Análise das duas cartas

 

    Quando Russell começou a corresponder-se com Frege, o trabalho de Frege não tinha sido ainda particularmente bem recebido. Pode até dizer-se que fora ignorado.

    A primeira carta, que apresentamos neste trabalho, foi escrita por Russell em 16 de Junho 1902. Nesta carta e com grande delicadeza, Russell revelava a Frege que o seu paradoxo criava uma contradição no sistema de axiomas de Frege que constava no seu Grundgesetze der Arithmetik, cujo segundo volume estava quase a ser publicado.

    Russell descobriu o referido paradoxo enquanto trabalhava no livro The Principles of Mathematics (1903). Mas, já em 1897, Cesare Buralli-Forti, um assistente de Guiseppe Peano, tinha descoberto uma antinomia semelhante conhecida por Paradoxo de Buralli-Forti. Este paradoxo também havia sido descoberto independentemente por Ernst Zermelo em 1902.

    Frege viu a sua obra, fruto de anos de investigação e dedicação, desmoronar-se. Foi como se, ao receber esta carta de Russell, um dos principais pilares que sustinha o seu trabalho tivesse sido destruído.     Contudo, mesmo perante esta adversidade, Frege demonstrou possuir aquilo que pode haver de mais sublime na condição humana - o amor à verdade.

    Russell admirou Frege pela atitude que demonstrou neste episódio e reconheceu a nobreza do seu espírito. Neste sentido, a carta que Russell escreveu ao editor a dar autorização para que pudesse ser publicada a sua correspondência com Frege é eloquente.

• **INSTRUÇÃO**:
Pode reproduzir, tal como está no excerto sobre a correspondência entre Russell e Frege, o trecho que vai de "A primeira carta, que" até "a ser publicado."? Baseie-se apenas no excerto acima.

• **DADOS FORNECIDOS**:
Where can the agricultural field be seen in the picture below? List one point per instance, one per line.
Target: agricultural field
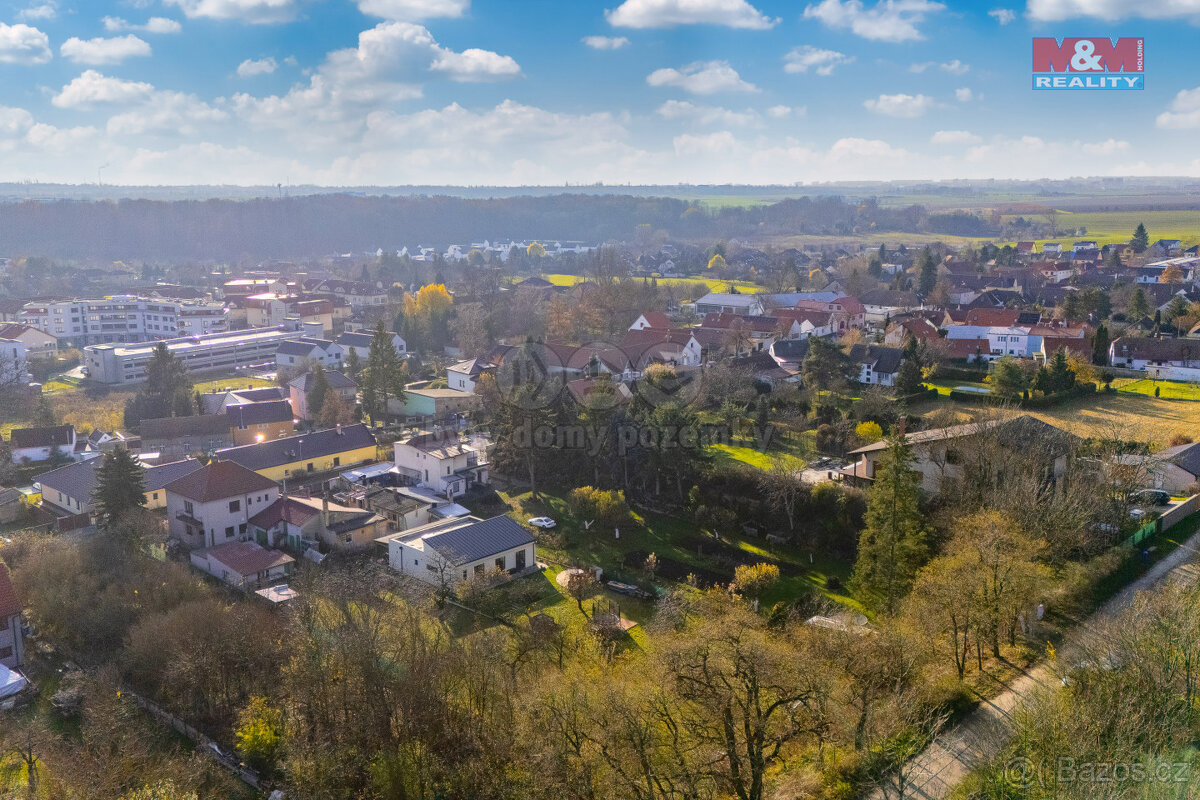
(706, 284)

* * *

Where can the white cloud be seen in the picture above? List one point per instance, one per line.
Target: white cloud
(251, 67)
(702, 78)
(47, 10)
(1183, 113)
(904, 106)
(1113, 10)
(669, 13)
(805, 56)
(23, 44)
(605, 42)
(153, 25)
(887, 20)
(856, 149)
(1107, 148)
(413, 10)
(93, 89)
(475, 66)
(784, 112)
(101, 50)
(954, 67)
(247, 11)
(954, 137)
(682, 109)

---

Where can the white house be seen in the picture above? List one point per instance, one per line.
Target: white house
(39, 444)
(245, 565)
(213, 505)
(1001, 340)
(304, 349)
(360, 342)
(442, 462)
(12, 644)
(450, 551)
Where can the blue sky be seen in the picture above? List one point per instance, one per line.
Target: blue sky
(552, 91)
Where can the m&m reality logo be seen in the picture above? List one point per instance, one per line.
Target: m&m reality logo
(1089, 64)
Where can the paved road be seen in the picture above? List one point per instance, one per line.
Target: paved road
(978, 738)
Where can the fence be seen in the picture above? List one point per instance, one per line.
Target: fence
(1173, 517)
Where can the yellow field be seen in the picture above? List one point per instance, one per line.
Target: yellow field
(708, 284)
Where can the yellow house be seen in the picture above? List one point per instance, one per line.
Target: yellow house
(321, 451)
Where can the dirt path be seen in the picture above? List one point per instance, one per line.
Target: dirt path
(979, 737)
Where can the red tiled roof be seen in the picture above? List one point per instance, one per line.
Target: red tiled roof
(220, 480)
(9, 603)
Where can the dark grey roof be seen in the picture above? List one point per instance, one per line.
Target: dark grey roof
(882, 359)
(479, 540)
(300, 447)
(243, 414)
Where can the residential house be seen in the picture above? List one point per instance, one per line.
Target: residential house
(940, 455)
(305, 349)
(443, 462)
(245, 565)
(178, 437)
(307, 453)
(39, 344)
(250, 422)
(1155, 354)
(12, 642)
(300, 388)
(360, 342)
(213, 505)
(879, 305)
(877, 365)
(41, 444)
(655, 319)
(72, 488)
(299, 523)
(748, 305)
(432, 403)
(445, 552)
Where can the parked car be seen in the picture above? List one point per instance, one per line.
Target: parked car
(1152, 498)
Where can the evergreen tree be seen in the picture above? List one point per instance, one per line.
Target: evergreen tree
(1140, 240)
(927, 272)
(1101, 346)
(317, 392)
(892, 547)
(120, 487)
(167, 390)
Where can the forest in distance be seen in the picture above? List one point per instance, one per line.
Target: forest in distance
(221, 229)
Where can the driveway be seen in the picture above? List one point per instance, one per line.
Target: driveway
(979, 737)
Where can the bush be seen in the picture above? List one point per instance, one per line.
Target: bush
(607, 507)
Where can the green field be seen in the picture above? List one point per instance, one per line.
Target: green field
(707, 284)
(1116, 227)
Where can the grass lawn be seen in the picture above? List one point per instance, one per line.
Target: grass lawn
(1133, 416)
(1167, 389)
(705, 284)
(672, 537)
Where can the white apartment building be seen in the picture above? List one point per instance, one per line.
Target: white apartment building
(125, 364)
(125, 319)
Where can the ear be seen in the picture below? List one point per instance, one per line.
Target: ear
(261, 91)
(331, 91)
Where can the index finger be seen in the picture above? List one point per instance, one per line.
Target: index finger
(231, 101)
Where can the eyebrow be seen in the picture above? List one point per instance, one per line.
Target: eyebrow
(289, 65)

• **RESPOSTA**:
A primeira carta, que apresentamos neste trabalho, foi escrita por Russell em 16 de Junho 1902. Nesta carta e com grande delicadeza, Russell revelava a Frege que o seu paradoxo criava uma contradição no sistema de axiomas de Frege que constava no seu Grundgesetze der Arithmetik, cujo segundo volume estava quase a ser publicado.